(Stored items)
++++++

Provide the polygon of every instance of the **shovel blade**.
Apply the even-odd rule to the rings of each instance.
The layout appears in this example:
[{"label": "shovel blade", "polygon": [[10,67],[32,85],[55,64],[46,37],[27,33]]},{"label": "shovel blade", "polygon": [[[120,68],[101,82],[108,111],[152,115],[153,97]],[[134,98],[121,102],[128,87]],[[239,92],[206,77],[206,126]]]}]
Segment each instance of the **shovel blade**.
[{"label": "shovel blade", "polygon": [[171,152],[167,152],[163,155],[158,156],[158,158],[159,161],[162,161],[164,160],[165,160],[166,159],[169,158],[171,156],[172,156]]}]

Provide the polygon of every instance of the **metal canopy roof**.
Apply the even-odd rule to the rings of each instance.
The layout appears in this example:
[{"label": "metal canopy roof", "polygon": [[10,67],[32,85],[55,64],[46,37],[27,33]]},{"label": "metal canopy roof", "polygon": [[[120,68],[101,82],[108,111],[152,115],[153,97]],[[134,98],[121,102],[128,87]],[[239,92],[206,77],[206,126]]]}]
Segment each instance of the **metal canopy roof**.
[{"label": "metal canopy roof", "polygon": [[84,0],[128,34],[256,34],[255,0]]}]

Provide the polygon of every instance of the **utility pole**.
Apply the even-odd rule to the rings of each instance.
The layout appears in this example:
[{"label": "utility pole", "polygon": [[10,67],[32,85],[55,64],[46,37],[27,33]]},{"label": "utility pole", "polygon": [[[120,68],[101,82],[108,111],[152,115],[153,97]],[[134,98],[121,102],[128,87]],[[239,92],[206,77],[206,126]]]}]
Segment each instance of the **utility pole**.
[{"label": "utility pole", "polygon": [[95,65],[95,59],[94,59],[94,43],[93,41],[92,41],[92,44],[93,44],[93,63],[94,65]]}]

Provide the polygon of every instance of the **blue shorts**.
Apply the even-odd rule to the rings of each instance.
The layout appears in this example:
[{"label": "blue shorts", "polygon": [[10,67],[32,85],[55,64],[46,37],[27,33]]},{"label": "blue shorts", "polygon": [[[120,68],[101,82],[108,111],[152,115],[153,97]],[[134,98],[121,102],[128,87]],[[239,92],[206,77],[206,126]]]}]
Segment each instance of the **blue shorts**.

++++++

- WHAT TO WORK ON: Rewrite the records from the line with "Provide the polygon of every instance of the **utility" to the line with "Segment each instance of the **utility", changing "even-odd rule" to "nonzero winding rule" and leaving everything else as it is. Return only those lines.

- RESPONSE TO THIS TASK:
Provide the polygon of every instance of the **utility pole**.
Apply the nonzero winding rule to the rings of each instance.
The layout appears in this example:
[{"label": "utility pole", "polygon": [[10,67],[32,85],[55,64],[46,37],[27,33]]},{"label": "utility pole", "polygon": [[[120,68],[101,82],[108,111],[152,115],[153,97]],[[134,98],[121,102],[128,87]],[[239,92],[206,77],[206,126]]]}]
Segment each instance of the **utility pole**.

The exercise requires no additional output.